[What you should do]: Go through the entries below, tally each line with the string "foam", and give the final number by itself.

[Input for this task]:
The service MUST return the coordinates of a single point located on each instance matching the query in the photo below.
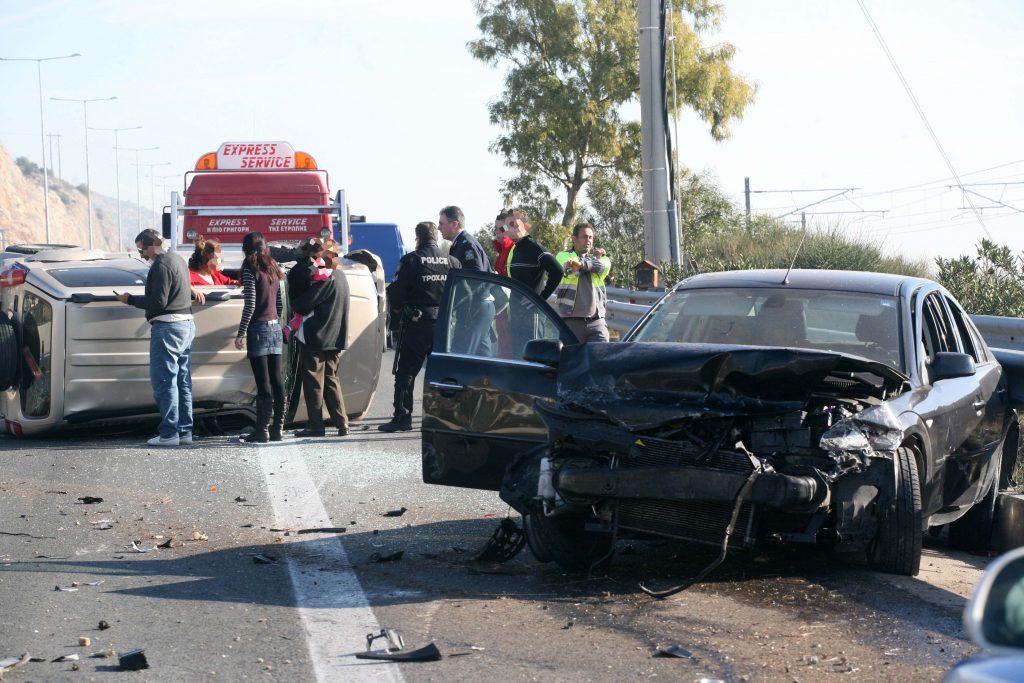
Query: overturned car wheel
(564, 540)
(896, 549)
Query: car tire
(973, 531)
(1010, 456)
(563, 539)
(896, 549)
(8, 353)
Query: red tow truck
(247, 186)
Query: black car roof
(841, 281)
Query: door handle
(446, 386)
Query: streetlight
(42, 128)
(85, 126)
(138, 201)
(117, 177)
(153, 197)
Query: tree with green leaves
(572, 65)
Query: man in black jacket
(324, 338)
(415, 296)
(168, 308)
(531, 264)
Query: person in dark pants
(537, 268)
(415, 295)
(324, 334)
(259, 333)
(475, 310)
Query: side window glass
(494, 322)
(37, 344)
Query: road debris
(133, 660)
(393, 557)
(673, 651)
(425, 653)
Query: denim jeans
(170, 375)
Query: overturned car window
(864, 325)
(98, 276)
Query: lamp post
(117, 178)
(138, 201)
(153, 196)
(42, 128)
(85, 126)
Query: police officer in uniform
(474, 306)
(414, 296)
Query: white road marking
(331, 602)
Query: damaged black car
(849, 410)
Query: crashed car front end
(727, 445)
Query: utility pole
(653, 157)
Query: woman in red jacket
(204, 264)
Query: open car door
(478, 402)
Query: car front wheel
(897, 547)
(564, 540)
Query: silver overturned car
(849, 410)
(73, 355)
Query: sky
(386, 97)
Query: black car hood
(643, 384)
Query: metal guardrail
(627, 306)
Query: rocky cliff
(22, 215)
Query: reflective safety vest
(597, 268)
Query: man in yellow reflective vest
(582, 297)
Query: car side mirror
(994, 615)
(544, 351)
(165, 224)
(948, 366)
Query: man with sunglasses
(167, 303)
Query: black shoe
(397, 425)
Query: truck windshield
(98, 276)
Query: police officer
(475, 308)
(414, 296)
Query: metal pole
(653, 158)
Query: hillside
(22, 216)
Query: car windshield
(864, 325)
(98, 276)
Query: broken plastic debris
(426, 653)
(393, 557)
(133, 660)
(674, 651)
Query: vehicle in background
(254, 186)
(994, 621)
(72, 354)
(850, 410)
(381, 239)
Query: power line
(916, 104)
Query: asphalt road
(245, 592)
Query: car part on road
(504, 544)
(425, 653)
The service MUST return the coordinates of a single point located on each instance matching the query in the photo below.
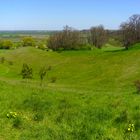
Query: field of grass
(93, 97)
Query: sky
(55, 14)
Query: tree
(130, 31)
(98, 36)
(6, 44)
(28, 41)
(26, 72)
(67, 39)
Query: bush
(53, 79)
(137, 85)
(2, 60)
(26, 72)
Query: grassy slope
(93, 97)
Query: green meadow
(86, 95)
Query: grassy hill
(93, 97)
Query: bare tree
(131, 31)
(98, 36)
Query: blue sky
(54, 14)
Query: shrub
(68, 39)
(137, 85)
(53, 79)
(26, 72)
(6, 44)
(2, 60)
(38, 116)
(123, 117)
(42, 73)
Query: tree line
(72, 39)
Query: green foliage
(26, 72)
(2, 60)
(28, 41)
(6, 44)
(94, 88)
(137, 85)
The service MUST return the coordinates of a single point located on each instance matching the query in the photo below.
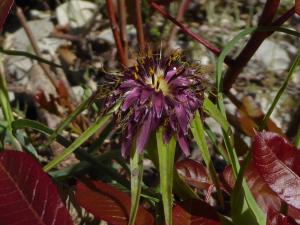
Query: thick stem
(196, 37)
(46, 69)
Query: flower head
(157, 91)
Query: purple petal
(183, 144)
(131, 97)
(182, 117)
(180, 82)
(193, 103)
(144, 133)
(145, 95)
(158, 104)
(167, 134)
(170, 74)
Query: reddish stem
(196, 37)
(183, 7)
(116, 31)
(139, 25)
(253, 44)
(123, 23)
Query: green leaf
(227, 134)
(81, 139)
(166, 153)
(71, 117)
(243, 214)
(199, 136)
(280, 92)
(215, 113)
(297, 138)
(7, 110)
(136, 169)
(25, 123)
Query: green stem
(80, 140)
(136, 167)
(166, 154)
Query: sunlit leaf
(278, 164)
(194, 173)
(195, 212)
(28, 195)
(107, 203)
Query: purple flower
(157, 91)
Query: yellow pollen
(157, 81)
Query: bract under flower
(157, 91)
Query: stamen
(152, 80)
(157, 85)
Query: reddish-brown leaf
(27, 194)
(194, 173)
(5, 7)
(107, 203)
(270, 153)
(195, 212)
(263, 195)
(276, 218)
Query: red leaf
(263, 195)
(269, 149)
(195, 212)
(276, 218)
(27, 194)
(5, 7)
(297, 7)
(107, 203)
(194, 173)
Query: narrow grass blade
(199, 136)
(213, 138)
(297, 138)
(136, 168)
(227, 134)
(280, 92)
(166, 153)
(214, 112)
(28, 55)
(25, 123)
(81, 139)
(180, 188)
(7, 110)
(71, 117)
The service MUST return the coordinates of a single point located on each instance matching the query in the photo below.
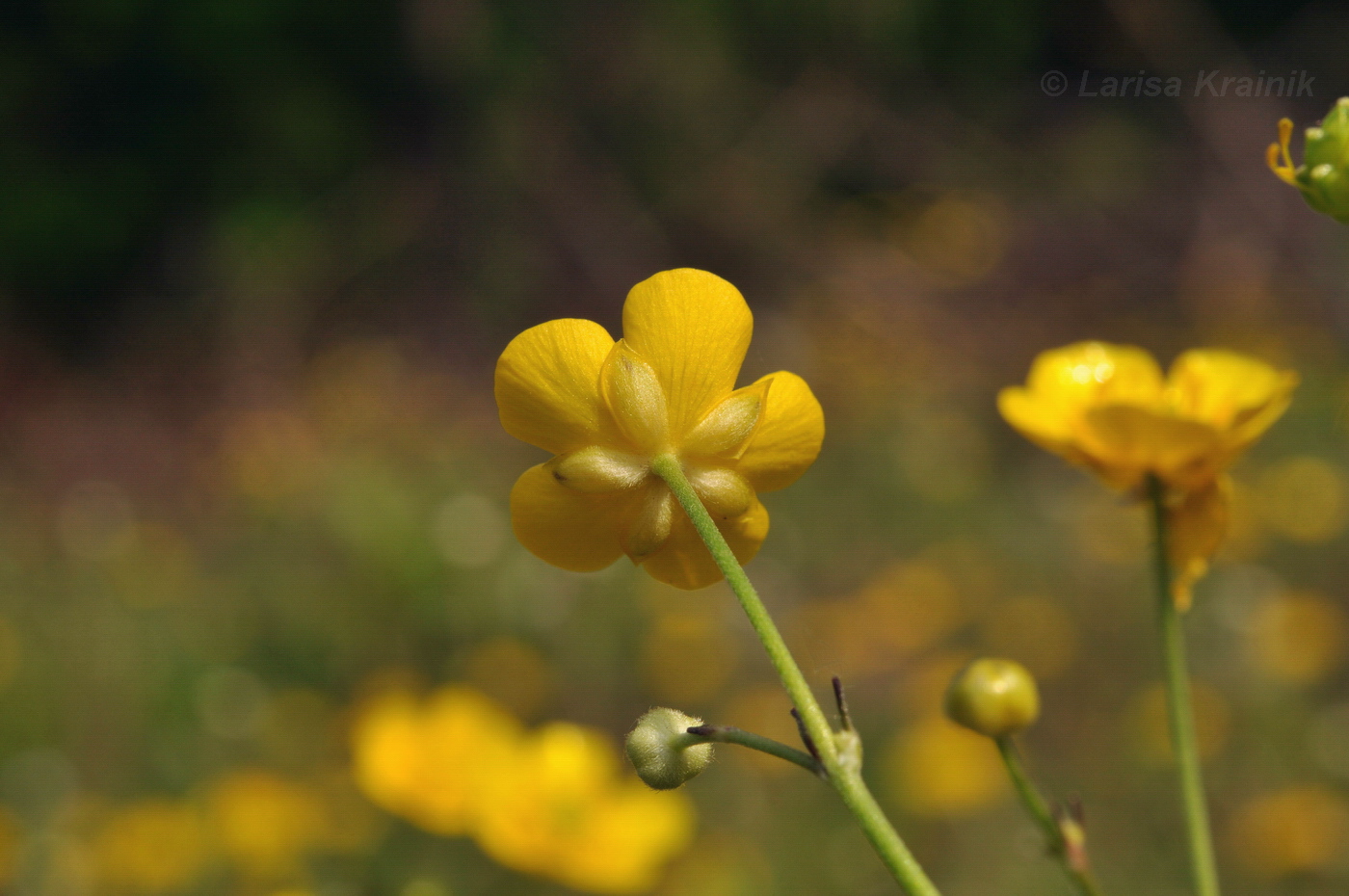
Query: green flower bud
(663, 751)
(993, 697)
(1324, 175)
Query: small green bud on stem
(995, 698)
(663, 751)
(1324, 175)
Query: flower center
(641, 413)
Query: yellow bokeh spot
(1036, 632)
(1304, 499)
(429, 760)
(939, 768)
(512, 672)
(563, 812)
(1150, 725)
(687, 657)
(266, 825)
(921, 690)
(1294, 830)
(152, 846)
(908, 606)
(1297, 639)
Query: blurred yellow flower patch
(549, 802)
(152, 846)
(607, 409)
(1297, 639)
(1109, 409)
(266, 825)
(1295, 830)
(941, 770)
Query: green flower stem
(1179, 709)
(839, 754)
(728, 734)
(1071, 858)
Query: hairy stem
(842, 767)
(1070, 857)
(1183, 741)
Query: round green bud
(1324, 175)
(993, 697)
(663, 751)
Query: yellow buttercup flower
(606, 409)
(1109, 409)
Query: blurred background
(256, 263)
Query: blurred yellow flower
(1297, 639)
(606, 409)
(549, 804)
(1294, 830)
(265, 824)
(939, 768)
(429, 760)
(1109, 409)
(564, 812)
(151, 846)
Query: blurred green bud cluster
(994, 698)
(663, 751)
(1324, 175)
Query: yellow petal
(1129, 437)
(570, 529)
(548, 386)
(727, 430)
(684, 562)
(636, 398)
(1230, 391)
(788, 437)
(651, 524)
(1196, 529)
(1045, 423)
(692, 329)
(1092, 373)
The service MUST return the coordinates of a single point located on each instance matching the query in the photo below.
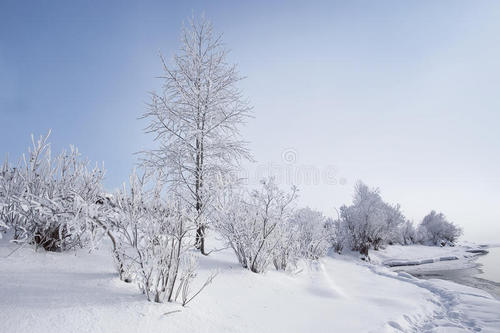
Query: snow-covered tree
(151, 232)
(369, 221)
(50, 210)
(408, 233)
(311, 232)
(254, 225)
(437, 230)
(11, 188)
(196, 121)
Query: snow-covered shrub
(408, 233)
(309, 227)
(256, 226)
(437, 230)
(47, 198)
(369, 222)
(152, 238)
(11, 187)
(338, 235)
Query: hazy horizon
(403, 96)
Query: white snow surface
(80, 292)
(429, 257)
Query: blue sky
(401, 94)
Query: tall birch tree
(196, 121)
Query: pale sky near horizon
(403, 95)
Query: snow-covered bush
(11, 187)
(256, 226)
(152, 238)
(437, 230)
(408, 233)
(309, 227)
(47, 197)
(369, 222)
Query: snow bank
(414, 255)
(64, 292)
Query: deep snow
(79, 291)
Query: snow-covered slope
(433, 257)
(68, 292)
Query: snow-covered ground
(433, 257)
(68, 292)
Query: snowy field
(79, 291)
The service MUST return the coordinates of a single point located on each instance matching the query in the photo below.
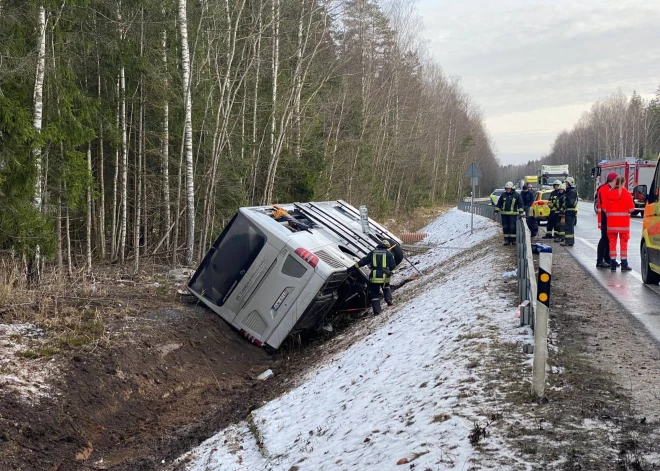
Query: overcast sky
(535, 66)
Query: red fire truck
(638, 175)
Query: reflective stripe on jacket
(381, 261)
(600, 195)
(618, 204)
(510, 204)
(553, 201)
(570, 199)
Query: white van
(269, 278)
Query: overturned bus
(280, 270)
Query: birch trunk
(297, 132)
(34, 272)
(164, 163)
(88, 233)
(140, 156)
(138, 199)
(124, 167)
(255, 151)
(115, 180)
(190, 188)
(275, 12)
(67, 231)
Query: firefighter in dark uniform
(570, 211)
(561, 214)
(553, 204)
(382, 264)
(509, 206)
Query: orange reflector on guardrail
(412, 237)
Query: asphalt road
(640, 300)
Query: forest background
(132, 129)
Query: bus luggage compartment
(279, 270)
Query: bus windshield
(228, 260)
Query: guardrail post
(541, 323)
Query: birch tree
(187, 100)
(35, 269)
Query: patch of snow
(26, 377)
(411, 390)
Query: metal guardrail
(526, 273)
(526, 276)
(485, 210)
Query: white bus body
(271, 278)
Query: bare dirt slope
(172, 378)
(160, 377)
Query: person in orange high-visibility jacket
(618, 207)
(603, 252)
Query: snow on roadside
(26, 377)
(450, 234)
(410, 391)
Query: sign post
(364, 219)
(474, 174)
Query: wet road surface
(640, 300)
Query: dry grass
(413, 222)
(76, 310)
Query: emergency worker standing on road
(382, 264)
(509, 206)
(560, 223)
(553, 204)
(570, 212)
(619, 206)
(527, 196)
(603, 253)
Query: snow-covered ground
(408, 393)
(27, 377)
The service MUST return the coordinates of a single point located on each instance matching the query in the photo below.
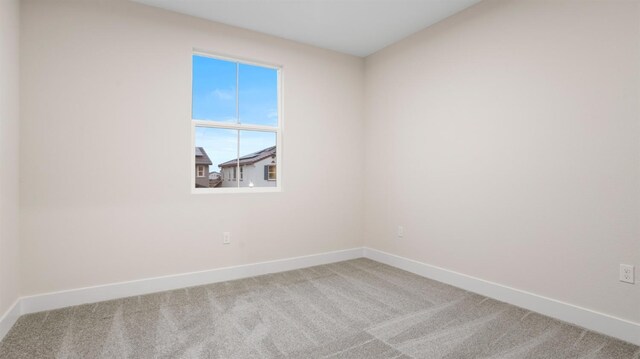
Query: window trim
(278, 130)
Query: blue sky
(214, 98)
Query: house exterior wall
(252, 173)
(202, 181)
(255, 173)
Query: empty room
(320, 179)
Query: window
(236, 123)
(270, 170)
(200, 171)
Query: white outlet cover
(627, 273)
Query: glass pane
(214, 89)
(258, 95)
(216, 154)
(258, 159)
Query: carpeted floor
(352, 309)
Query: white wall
(509, 136)
(106, 156)
(9, 143)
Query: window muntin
(239, 133)
(271, 173)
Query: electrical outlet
(627, 273)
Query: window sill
(235, 190)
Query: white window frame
(278, 130)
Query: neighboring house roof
(251, 158)
(201, 157)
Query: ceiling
(356, 27)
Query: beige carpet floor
(353, 309)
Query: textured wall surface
(9, 145)
(106, 165)
(509, 138)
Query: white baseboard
(598, 322)
(586, 318)
(9, 318)
(56, 300)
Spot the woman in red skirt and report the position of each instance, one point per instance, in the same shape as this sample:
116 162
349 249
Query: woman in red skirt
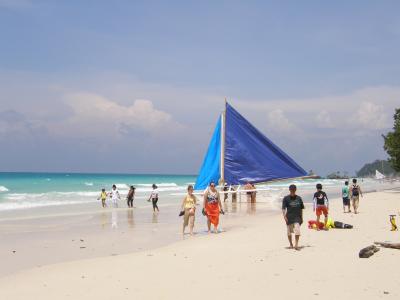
212 207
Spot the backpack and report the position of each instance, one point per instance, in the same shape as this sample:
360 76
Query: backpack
355 191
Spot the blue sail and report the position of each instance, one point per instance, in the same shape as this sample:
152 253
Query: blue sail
210 169
251 157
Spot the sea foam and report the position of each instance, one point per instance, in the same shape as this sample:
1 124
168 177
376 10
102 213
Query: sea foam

[Answer to the exercise]: 2